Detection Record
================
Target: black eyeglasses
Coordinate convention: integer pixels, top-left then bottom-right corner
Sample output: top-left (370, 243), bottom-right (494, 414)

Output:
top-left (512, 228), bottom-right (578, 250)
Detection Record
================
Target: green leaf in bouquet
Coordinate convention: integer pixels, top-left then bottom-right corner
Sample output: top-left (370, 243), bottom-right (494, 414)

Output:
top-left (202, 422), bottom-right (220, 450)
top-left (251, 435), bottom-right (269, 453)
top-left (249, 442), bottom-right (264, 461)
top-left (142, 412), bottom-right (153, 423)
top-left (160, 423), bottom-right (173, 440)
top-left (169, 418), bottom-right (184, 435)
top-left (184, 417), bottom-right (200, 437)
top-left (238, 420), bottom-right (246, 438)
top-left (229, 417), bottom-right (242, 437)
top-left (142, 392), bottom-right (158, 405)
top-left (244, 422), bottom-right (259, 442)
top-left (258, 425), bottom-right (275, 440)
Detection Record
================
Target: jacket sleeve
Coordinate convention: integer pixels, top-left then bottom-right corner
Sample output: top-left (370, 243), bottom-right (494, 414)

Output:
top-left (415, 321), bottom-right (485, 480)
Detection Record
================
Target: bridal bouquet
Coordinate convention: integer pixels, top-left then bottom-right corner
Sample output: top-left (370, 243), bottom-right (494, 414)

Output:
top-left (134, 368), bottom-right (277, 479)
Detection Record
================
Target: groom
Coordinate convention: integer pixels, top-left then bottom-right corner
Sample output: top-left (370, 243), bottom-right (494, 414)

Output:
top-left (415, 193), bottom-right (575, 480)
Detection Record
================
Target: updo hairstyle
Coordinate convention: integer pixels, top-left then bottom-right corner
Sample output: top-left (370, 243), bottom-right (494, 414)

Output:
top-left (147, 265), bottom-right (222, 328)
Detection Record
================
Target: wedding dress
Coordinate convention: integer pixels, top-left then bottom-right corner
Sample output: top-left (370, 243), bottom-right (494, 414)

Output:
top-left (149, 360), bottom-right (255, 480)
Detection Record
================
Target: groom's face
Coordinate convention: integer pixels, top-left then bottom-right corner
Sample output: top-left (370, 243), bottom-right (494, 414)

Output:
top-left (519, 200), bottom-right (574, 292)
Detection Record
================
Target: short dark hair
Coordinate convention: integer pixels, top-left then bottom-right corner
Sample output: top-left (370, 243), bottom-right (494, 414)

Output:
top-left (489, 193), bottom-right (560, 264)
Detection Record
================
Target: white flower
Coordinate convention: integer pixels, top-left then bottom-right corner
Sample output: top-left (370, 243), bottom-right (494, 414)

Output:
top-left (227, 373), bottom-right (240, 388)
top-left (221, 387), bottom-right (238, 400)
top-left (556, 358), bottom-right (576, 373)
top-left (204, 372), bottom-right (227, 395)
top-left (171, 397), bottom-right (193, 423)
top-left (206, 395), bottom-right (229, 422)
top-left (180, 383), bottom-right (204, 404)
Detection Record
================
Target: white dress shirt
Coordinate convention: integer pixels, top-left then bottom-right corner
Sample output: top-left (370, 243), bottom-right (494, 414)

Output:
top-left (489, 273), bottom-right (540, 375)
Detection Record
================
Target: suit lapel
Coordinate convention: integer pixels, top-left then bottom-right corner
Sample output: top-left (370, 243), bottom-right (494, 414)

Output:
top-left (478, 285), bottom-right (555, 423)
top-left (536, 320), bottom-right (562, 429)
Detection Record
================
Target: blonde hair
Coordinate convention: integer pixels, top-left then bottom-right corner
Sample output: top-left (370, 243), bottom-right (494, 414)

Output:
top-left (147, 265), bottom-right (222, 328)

———

### Task directions
Copy out the items word for word, from the start of the records through the line containing "top-left (149, 360), bottom-right (255, 480)", including that line.

### Solution to the exercise
Detection Record
================
Target: black eyeglasses
Coordinate convention: integer pixels, top-left then bottom-right corner
Sample output: top-left (370, 243), bottom-right (494, 414)

Output:
top-left (512, 228), bottom-right (578, 250)
Detection Record
================
Target: green leaf in bouquet
Coordinate convention: integer pixels, top-left then bottom-right corner
Sample output: top-left (370, 243), bottom-right (494, 414)

Output:
top-left (202, 422), bottom-right (220, 450)
top-left (251, 435), bottom-right (269, 453)
top-left (249, 442), bottom-right (264, 461)
top-left (142, 412), bottom-right (153, 423)
top-left (160, 423), bottom-right (173, 440)
top-left (169, 418), bottom-right (184, 435)
top-left (184, 417), bottom-right (200, 437)
top-left (238, 420), bottom-right (246, 438)
top-left (229, 417), bottom-right (242, 437)
top-left (142, 392), bottom-right (158, 405)
top-left (244, 422), bottom-right (259, 442)
top-left (258, 425), bottom-right (275, 440)
Detection Record
================
Target: jacket sleeve
Coordinate convention: integer pixels, top-left then bottom-right corner
Sample output: top-left (370, 243), bottom-right (494, 414)

Output:
top-left (415, 321), bottom-right (485, 480)
Detection Record
================
Target: bridal bouquet
Coordinate convention: integer pixels, top-left then bottom-right corner
Sample output: top-left (370, 243), bottom-right (494, 414)

Output:
top-left (134, 368), bottom-right (277, 479)
Detection Record
================
Target: groom
Coordinate convention: integer pixels, top-left then bottom-right corner
Sample output: top-left (370, 243), bottom-right (494, 414)

Output:
top-left (415, 193), bottom-right (575, 480)
Detection Record
================
Target: updo hairstyle
Coordinate convention: integer pixels, top-left then bottom-right corner
Sample output: top-left (370, 243), bottom-right (494, 414)

Output:
top-left (147, 265), bottom-right (222, 328)
Detection Record
================
Target: wedding dress
Coordinate convention: integer pixels, top-left then bottom-right corner
Sample output: top-left (370, 243), bottom-right (494, 414)

Output:
top-left (149, 360), bottom-right (255, 480)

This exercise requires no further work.